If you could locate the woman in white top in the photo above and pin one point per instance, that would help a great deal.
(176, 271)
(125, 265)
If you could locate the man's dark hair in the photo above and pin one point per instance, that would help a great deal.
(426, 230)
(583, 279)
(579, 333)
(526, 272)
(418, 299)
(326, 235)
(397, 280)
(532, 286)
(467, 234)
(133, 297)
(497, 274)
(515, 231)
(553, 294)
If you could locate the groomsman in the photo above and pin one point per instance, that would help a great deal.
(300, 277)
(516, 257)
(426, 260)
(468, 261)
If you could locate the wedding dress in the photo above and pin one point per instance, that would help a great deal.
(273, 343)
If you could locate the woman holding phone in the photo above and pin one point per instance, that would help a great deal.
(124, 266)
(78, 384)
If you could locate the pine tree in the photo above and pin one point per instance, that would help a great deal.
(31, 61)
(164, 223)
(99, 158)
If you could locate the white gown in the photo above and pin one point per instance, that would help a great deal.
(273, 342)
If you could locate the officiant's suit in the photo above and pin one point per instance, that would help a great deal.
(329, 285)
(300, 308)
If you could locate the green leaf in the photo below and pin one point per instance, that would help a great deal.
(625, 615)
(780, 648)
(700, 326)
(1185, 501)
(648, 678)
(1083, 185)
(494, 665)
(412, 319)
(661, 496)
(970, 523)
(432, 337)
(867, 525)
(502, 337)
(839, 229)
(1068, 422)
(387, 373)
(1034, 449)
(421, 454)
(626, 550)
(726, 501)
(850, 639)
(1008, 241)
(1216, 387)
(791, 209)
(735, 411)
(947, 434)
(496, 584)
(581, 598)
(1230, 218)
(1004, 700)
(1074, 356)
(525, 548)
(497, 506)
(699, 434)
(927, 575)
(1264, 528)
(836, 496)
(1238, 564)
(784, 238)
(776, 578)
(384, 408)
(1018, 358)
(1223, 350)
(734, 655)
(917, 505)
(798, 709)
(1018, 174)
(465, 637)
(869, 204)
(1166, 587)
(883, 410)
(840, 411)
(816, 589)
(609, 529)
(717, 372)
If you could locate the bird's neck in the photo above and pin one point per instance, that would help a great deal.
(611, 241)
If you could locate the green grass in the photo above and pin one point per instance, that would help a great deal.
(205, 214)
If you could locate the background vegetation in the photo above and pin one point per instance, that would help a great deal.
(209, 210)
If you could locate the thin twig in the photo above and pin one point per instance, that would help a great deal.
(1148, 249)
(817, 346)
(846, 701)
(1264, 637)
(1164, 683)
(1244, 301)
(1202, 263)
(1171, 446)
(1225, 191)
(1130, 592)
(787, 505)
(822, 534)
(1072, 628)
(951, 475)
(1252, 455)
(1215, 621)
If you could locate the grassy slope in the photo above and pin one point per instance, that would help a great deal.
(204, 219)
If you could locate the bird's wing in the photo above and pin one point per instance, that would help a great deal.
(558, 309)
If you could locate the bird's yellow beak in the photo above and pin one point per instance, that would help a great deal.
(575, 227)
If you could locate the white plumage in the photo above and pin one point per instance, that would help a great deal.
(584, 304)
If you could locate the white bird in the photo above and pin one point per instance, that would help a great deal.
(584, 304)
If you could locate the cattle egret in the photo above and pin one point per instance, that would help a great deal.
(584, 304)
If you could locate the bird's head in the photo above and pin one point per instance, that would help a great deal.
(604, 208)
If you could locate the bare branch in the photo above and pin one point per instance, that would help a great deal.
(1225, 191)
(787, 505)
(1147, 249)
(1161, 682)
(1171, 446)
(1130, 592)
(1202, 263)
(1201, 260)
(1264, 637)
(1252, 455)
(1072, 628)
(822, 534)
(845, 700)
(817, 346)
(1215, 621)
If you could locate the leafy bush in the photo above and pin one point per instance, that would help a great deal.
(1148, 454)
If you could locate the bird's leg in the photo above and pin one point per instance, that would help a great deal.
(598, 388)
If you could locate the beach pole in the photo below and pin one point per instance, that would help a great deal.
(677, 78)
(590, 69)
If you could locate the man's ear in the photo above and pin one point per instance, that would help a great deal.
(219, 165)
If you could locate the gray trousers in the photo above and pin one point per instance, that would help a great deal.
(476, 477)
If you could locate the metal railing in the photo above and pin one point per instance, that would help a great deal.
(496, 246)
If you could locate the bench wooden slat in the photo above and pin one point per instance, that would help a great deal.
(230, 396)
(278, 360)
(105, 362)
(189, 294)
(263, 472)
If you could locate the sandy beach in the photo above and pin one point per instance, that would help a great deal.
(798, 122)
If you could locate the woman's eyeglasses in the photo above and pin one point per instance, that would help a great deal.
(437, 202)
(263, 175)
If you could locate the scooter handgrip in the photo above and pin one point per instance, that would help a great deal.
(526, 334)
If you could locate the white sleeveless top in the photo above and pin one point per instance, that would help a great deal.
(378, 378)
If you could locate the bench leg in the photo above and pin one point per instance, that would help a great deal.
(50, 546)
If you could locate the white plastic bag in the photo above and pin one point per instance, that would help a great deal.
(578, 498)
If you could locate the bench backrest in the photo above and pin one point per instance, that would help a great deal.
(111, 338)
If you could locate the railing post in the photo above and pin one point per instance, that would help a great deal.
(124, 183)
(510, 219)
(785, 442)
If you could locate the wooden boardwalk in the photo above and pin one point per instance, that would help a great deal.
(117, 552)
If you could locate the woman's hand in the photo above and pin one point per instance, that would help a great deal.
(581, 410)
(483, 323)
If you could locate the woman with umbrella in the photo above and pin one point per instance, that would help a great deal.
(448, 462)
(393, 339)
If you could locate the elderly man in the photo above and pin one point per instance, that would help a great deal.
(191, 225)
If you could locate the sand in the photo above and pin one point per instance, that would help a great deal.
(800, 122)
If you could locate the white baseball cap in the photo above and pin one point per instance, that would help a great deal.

Exercise goal: Each line above must be retyped exactly in the response.

Your response:
If you could locate the woman in white top in the photo above and pin one point per instance, that would help a great deal.
(176, 271)
(125, 265)
If you could locate the man's dark hair in the photo above and pin one point per instance, that would help a great deal.
(426, 230)
(583, 279)
(579, 333)
(526, 272)
(418, 299)
(326, 235)
(397, 280)
(532, 286)
(467, 234)
(133, 297)
(497, 274)
(515, 231)
(553, 294)
If you could locate the groomsman in the photo above and pin one point per instance, that would help a great deal.
(300, 277)
(516, 257)
(426, 260)
(468, 261)
If you could locate the wedding dress in the photo above and pin one point per instance, that would help a great deal.
(273, 343)
If you could locate the woman holding phone in the photo above and pin one point per instance, that would help a great deal.
(124, 266)
(78, 384)
If you could locate the pine tree in the photo above and pin one point per instance, that would help a great deal.
(31, 61)
(164, 223)
(99, 158)
If you could locate the white gown in the photo above and pin one point per instance, that would help a great deal.
(273, 342)
If you could locate the officiant's suit in the photo above and pin one point per instance, that would help a great deal.
(329, 285)
(300, 308)
If you could locate the green leaf in the photo below and pin one point per instance, that would help a great deal.
(625, 615)
(780, 648)
(700, 326)
(1185, 501)
(648, 678)
(1083, 185)
(494, 665)
(412, 319)
(661, 496)
(970, 523)
(432, 337)
(867, 525)
(502, 337)
(839, 229)
(1068, 422)
(387, 373)
(1034, 449)
(421, 454)
(626, 550)
(726, 501)
(850, 639)
(1008, 241)
(1216, 387)
(791, 209)
(735, 411)
(947, 434)
(496, 584)
(581, 598)
(1230, 218)
(1004, 700)
(1074, 356)
(525, 548)
(497, 506)
(699, 434)
(927, 575)
(1264, 528)
(836, 496)
(1238, 564)
(784, 238)
(776, 578)
(384, 408)
(1018, 358)
(1223, 350)
(734, 655)
(917, 505)
(798, 709)
(1018, 174)
(465, 637)
(869, 204)
(1166, 587)
(883, 410)
(840, 411)
(816, 589)
(609, 529)
(717, 372)
If you could locate the bird's neck in the photo above and pin one point per instance, that would help a great deal.
(611, 241)
If you could locate the green grass in the photo above and pin one point per instance, that would help a great deal.
(205, 214)
If you could locate the background vegetation in the photo above and pin one point per instance, that would help a great deal.
(209, 210)
If you could locate the thin twig in the photo above and pin one point per instance, that would help a great deal.
(1148, 249)
(817, 346)
(846, 701)
(1264, 637)
(1164, 683)
(1244, 301)
(1202, 263)
(1171, 446)
(1225, 191)
(1130, 592)
(787, 505)
(822, 534)
(1072, 628)
(951, 475)
(1252, 455)
(1215, 621)
If you could locate the grassy slope in the photo above and pin one point per instance, that would help a great deal.
(204, 219)
If you could locate the bird's wing in the photo above and pin one point per instance, that would help a great deal.
(558, 309)
If you could locate the bird's yellow beak in the photo above and pin one point per instance, that would help a great deal.
(575, 227)
If you could locate the white plumage in the photo above and pin one point per instance, that would help a great deal.
(584, 304)
If you could locate the white bird in the photo above and pin one point per instance, that would help a great deal.
(584, 304)
If you could locate the cattle egret in the photo above and pin one point per instance, that would help a great deal.
(584, 304)
If you could locate the bird's head in the photo above and pin one point per instance, that would help a great deal.
(604, 208)
If you could locate the bare branch in the photo above and pin one point per instance, that would help a great deal.
(1225, 191)
(787, 505)
(1147, 249)
(1161, 682)
(1171, 446)
(1130, 592)
(1202, 263)
(1201, 260)
(1264, 637)
(1252, 455)
(1072, 628)
(822, 534)
(845, 700)
(817, 346)
(1215, 621)
If you could locate the leafy bush in the photo above and pin one point per instance, that would help a great deal.
(1148, 454)
If you could locate the bird's leg in the photo above and pin one point per instance, that would help a great deal.
(598, 388)
If you could locate the beach pole in the photo below and pin one point per instance, that would help a great deal.
(677, 78)
(590, 69)
If you could locate the man's ear in the photo above and pin one point per instance, that would help a great deal.
(219, 165)
If you could locate the gray trousers in the photo above and pin one point per instance, that would help a great deal.
(476, 477)
If you could locate the metal railing in the photo above and pin one point per instance, that would help a great deal.
(496, 246)
If you could locate the bench wooden slat in the photo above and pin one point per instance, that would help a great deal.
(230, 396)
(278, 360)
(105, 362)
(189, 294)
(263, 472)
If you could locate the sandy beach in the photo above and pin one point per instance, that would help a great deal.
(798, 122)
If you could locate the woman's eyeglasses in the photo above and pin one point per instance, that would help a great deal.
(437, 202)
(263, 175)
If you could locate the scooter handgrip in the photo above and pin one point per instance, that would help a great deal.
(526, 334)
If you could locate the white sleeveless top in the photo above and pin one point per instance, that would help a great deal.
(378, 378)
If you could locate the bench leg in the photo above and pin one point per instance, that would help a great deal.
(50, 546)
If you could locate the white plastic bag in the photo above and pin one point per instance, that would help a great deal.
(578, 498)
If you could locate the bench backrest in the photo above and pin one point per instance, that would help a great deal.
(111, 338)
If you could locate the railing post in the photo above and pin one point per instance, that would help a great deal.
(124, 183)
(510, 219)
(785, 442)
If you could locate the wooden boardwalk in the photo above and pin one point per instance, that would help a great deal.
(117, 552)
If you could locate the woman's hand in the photo above and pin one point per instance, that would help a great deal.
(581, 410)
(483, 323)
If you could locate the woman with umbrella in the photo above and pin one point per instance, that would help a great deal.
(448, 462)
(393, 339)
If you could locate the elderly man in the photo above and pin one point per instance, that would help a great deal.
(191, 225)
If you could locate the sand in the photo above and pin one point per instance, that would help a great deal.
(800, 122)
If you could locate the white baseball cap in the photo above and pin one point per instance, that would help a great deal.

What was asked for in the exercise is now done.